- _Problem requirements_:
All of the entries should be written out again exactly.

Data records:
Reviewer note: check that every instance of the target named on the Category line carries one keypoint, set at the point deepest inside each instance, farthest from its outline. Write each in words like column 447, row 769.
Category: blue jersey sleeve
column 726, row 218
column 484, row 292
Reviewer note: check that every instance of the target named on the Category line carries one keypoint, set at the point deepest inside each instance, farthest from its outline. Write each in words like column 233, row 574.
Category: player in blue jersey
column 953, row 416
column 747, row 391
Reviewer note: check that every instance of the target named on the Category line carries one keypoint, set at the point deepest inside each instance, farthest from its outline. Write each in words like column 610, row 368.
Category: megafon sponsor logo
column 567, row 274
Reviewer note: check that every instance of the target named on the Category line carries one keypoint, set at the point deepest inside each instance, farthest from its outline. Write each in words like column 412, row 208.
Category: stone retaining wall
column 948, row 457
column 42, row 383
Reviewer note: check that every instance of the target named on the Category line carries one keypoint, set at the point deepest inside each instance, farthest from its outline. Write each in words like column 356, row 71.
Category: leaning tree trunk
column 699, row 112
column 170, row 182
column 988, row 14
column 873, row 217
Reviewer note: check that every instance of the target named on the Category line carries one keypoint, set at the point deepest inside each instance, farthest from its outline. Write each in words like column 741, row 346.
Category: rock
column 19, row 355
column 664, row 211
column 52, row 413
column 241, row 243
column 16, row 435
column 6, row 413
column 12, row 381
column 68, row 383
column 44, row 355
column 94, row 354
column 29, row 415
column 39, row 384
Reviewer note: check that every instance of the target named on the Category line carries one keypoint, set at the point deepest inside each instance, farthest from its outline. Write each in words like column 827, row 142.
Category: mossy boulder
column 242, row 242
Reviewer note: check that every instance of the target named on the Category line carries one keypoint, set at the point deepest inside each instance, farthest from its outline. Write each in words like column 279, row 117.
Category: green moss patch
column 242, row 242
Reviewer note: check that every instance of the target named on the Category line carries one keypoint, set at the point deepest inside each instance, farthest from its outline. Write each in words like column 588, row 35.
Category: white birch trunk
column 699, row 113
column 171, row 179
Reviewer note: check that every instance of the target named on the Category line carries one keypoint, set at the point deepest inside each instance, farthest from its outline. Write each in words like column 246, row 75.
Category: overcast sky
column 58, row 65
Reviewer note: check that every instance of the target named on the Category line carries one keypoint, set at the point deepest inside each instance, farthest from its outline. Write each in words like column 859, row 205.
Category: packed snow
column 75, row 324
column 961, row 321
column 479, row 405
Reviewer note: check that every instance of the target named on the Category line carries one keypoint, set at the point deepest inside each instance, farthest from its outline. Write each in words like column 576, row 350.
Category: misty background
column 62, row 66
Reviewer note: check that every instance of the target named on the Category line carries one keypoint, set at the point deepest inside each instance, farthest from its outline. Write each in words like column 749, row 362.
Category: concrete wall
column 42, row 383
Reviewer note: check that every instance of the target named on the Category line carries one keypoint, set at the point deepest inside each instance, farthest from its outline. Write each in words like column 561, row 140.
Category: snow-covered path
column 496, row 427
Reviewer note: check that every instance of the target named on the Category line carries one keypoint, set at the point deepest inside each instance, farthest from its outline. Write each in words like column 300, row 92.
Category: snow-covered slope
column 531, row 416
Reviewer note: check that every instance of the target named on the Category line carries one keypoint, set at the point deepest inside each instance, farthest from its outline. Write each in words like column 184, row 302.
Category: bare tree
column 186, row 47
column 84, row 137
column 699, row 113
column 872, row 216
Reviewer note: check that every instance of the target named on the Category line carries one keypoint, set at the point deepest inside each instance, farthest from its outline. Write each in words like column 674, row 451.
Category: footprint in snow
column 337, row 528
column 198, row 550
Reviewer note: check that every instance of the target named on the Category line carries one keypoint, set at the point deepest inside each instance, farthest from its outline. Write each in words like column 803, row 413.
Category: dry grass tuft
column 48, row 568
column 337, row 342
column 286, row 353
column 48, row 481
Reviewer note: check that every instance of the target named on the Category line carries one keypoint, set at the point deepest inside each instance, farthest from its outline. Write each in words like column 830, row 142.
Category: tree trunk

- _Solution to the problem_:
Reviewer note: check that every instance of the target named on the Category line carries one keypoint, set at the point deepest inside each instance, farthest from its outline. Write each in words like column 447, row 769.
Category: blue jersey sleeve
column 726, row 218
column 484, row 292
Reviewer note: check that every instance of the target named on the Category line carries one keypoint, set at the point deepest inside each instance, farthest from its outline. Write each in words like column 233, row 574.
Category: player in blue jersey
column 953, row 416
column 747, row 391
Reviewer note: check that every instance of the target named on the Category line carries one keypoint, set at the point deepest inside each instance, farthest from its outline. Write each in words like column 610, row 368.
Category: megafon sponsor logo
column 567, row 274
Reviewer note: check that every instance of the target named on the Category line carries one keypoint, set at the point deepest inside each instance, farthest from its outline. Write each in words like column 412, row 208.
Category: stone retaining wall
column 948, row 457
column 42, row 383
Reviewer note: check that every instance of the target named on the Category line carries one keypoint, set at the point deepest inside each instance, farthest from its outline. Write each in words like column 356, row 71.
Category: leaning tree trunk
column 699, row 112
column 170, row 182
column 988, row 14
column 873, row 217
Reviewer note: check that every instance of the target named on the Category line carries one keypoint, set at the point deepest inside each instance, farthest from its outline. Write each in words like column 741, row 346.
Category: rock
column 19, row 355
column 664, row 211
column 52, row 413
column 241, row 243
column 16, row 435
column 6, row 413
column 12, row 381
column 68, row 383
column 44, row 355
column 94, row 354
column 29, row 415
column 39, row 384
Reviewer note: check that every instance of the target named on the Category line carries one keypoint, set at the point deepest inside each instance, farthest from its outline. Write each in words like column 827, row 142.
Category: mossy boulder
column 242, row 242
Reviewer note: check that every instance of the target named on the Category line carries one keypoint, set at the point deepest inside each instance, farthest from its outline. Write each in words like column 279, row 117.
Category: green moss patch
column 242, row 242
Reviewer note: check that every instance of the target named on the Category line carries one keypoint, set at the point deepest inside each instance, farthest from its outline. Write each in words like column 588, row 35.
Category: white birch trunk
column 699, row 113
column 171, row 179
Reviewer note: check that every instance of the target named on the Category line carries one keypoint, set at the point deepest inside each instance, farthest from its outline. Write each in words like column 246, row 75.
Category: overcast sky
column 58, row 65
Reviewer note: check that every instance of the target named on the Category line carries one keypoint, set at the point deepest inside each instance, farthest from its outline. Write each in words like column 859, row 205.
Category: packed snow
column 75, row 324
column 961, row 321
column 479, row 405
Reviewer note: check that every instance of the target named on the Category line carries one keypoint, set at the point deepest inside each instance, farthest from its outline. Write each in words like column 576, row 350.
Category: misty background
column 62, row 66
Reviewer note: check that every instance of the target named on the Category line carries one keypoint, set at the point deepest inside each instance, farthest from its outline. Write each in words like column 749, row 362.
Category: concrete wall
column 42, row 383
Reviewer note: check that every instance of the target named on the Category line carries one keypoint, set at the point deepest inside each instance, farthest from its outline. Write each in words like column 561, row 140.
Category: snow-covered path
column 496, row 427
Reviewer note: check that every instance of the target named on the Category line carries one keypoint, set at the point deepest inside each instance, farthest from its outline. Write each in words like column 300, row 92.
Category: snow-covered slope
column 531, row 416
Reviewer note: check that every instance of the target named on the Category line carries one keypoint, set at the point deepest inside each instance, farthest from its outline. Write each in words like column 184, row 302.
Category: bare tree
column 186, row 47
column 84, row 137
column 699, row 113
column 872, row 216
Reviewer note: check that every instance of the target named on the Category line carries one keypoint, set at the point deepest inside each instance, farthest from its outline. Write each in words like column 674, row 451.
Category: footprint in snow
column 337, row 528
column 198, row 550
Reviewer note: check that every instance of the target named on the Category line carries one keypoint, set at the point deepest inside each instance, farthest from its outline. Write each in words like column 803, row 413.
Category: dry grass tuft
column 48, row 568
column 337, row 342
column 286, row 353
column 48, row 481
Reviewer note: check that every instance of the target named on the Category line carries one keypoint, set at the point deepest inside each instance, farthest from its outline. Write each in words like column 830, row 142.
Category: tree trunk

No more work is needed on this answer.